Pointing records

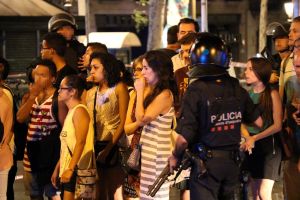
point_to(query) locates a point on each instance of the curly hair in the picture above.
(262, 68)
(162, 65)
(76, 82)
(112, 72)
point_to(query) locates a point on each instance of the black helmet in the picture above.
(281, 30)
(208, 50)
(59, 20)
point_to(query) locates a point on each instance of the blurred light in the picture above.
(288, 8)
(67, 3)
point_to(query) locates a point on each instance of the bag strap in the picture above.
(94, 115)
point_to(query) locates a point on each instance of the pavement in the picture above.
(277, 193)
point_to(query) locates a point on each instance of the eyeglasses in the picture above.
(137, 69)
(64, 88)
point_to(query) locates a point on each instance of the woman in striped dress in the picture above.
(155, 111)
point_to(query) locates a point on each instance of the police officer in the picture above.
(213, 109)
(65, 24)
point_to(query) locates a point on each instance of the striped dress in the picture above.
(156, 148)
(41, 123)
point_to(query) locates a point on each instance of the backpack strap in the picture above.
(95, 114)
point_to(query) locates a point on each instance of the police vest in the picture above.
(223, 115)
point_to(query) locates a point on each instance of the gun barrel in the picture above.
(152, 189)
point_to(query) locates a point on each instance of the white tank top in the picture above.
(68, 140)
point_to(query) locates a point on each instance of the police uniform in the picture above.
(215, 129)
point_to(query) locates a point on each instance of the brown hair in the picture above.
(262, 68)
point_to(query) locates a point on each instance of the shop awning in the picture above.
(113, 40)
(28, 8)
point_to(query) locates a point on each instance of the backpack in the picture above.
(223, 117)
(20, 129)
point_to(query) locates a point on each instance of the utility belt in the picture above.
(206, 153)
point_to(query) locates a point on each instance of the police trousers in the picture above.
(219, 183)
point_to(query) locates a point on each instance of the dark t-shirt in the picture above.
(194, 108)
(182, 82)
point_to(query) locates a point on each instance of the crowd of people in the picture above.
(83, 108)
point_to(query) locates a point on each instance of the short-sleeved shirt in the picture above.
(194, 109)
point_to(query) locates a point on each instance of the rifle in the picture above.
(188, 160)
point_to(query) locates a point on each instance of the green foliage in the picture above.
(140, 17)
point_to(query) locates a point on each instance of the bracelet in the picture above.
(69, 169)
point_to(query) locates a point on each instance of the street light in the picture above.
(288, 8)
(67, 3)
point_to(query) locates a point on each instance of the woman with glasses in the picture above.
(77, 139)
(264, 161)
(133, 131)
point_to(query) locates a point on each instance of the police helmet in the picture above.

*Task requirements*
Could you copy every line of the records above word for word, leaving the pictures out?

*Exercise answer*
point_to(query) locates a point on each instance of the curly hair in the picture above.
(262, 68)
(162, 65)
(76, 82)
(112, 72)
point_to(query) locates a point on each instance of the black helmet in the picture above.
(281, 30)
(208, 50)
(59, 20)
point_to(query) locates a point on each instance of the blurred light in the picture above.
(288, 8)
(67, 3)
point_to(query) locates a point on each instance of the bag strap in the picture above.
(94, 115)
point_to(query) locates a point on each instance of the pavement in the picture above.
(277, 193)
point_to(query) locates a point on each instance of the eyeglasses in the picture above.
(137, 69)
(64, 88)
point_to(query) locates a point on each instance of the woman in striped dress in the picture above.
(155, 111)
point_to(query) locates a point on each instance of the police officer in the picture above.
(213, 109)
(65, 24)
point_to(query) locates a point on each instance of the striped dress in the picture above.
(156, 148)
(41, 123)
point_to(query) locates a point on each instance of the backpack strap in the picture above.
(95, 114)
point_to(query) locates a point on each instance of the police vest in the picture above.
(223, 115)
point_to(query) locates a point on each instance of the gun barrel in the picture above.
(152, 189)
point_to(query) locates a point on each instance of the white tank top in the picture above.
(68, 140)
point_to(query) locates a point on each instance of the police uniform in the picture above.
(215, 129)
point_to(query) locates a point on each instance of the brown hair in the picture above.
(262, 68)
point_to(query) locates a point on each instance of the shop awning in the picture above.
(113, 40)
(28, 8)
point_to(query) locates a point on each instance of the backpack in the picture above.
(223, 117)
(20, 129)
point_to(query) locates a point on each instance of the utility belt in the picture above.
(206, 153)
point_to(query) locates a point on each instance of the police trousers in the picture above.
(219, 183)
point_to(query) locates a point on each instance of the dark t-shirt in the picture above.
(194, 108)
(182, 82)
point_to(query) locates a point on each instance of the crowd of people in the picture above.
(83, 108)
point_to(query) locates a point on each instance of the short-sleeved shirt in the picture above.
(194, 109)
point_to(query) locates a point on each instance of the rifle in the picture above.
(188, 160)
point_to(query) locates a point on each instance of the green foliage in the picture above.
(140, 17)
point_to(query) locates a point on each instance of the bracelet in the picture above.
(69, 169)
point_to(query) locates a point on each instance of the street light in the picture above.
(288, 8)
(67, 3)
point_to(query) locates a point on each instance of the woman with glasses in the picture above.
(77, 139)
(264, 161)
(133, 131)
point_to(query) locates a point on each instance of the police helmet in the picture above.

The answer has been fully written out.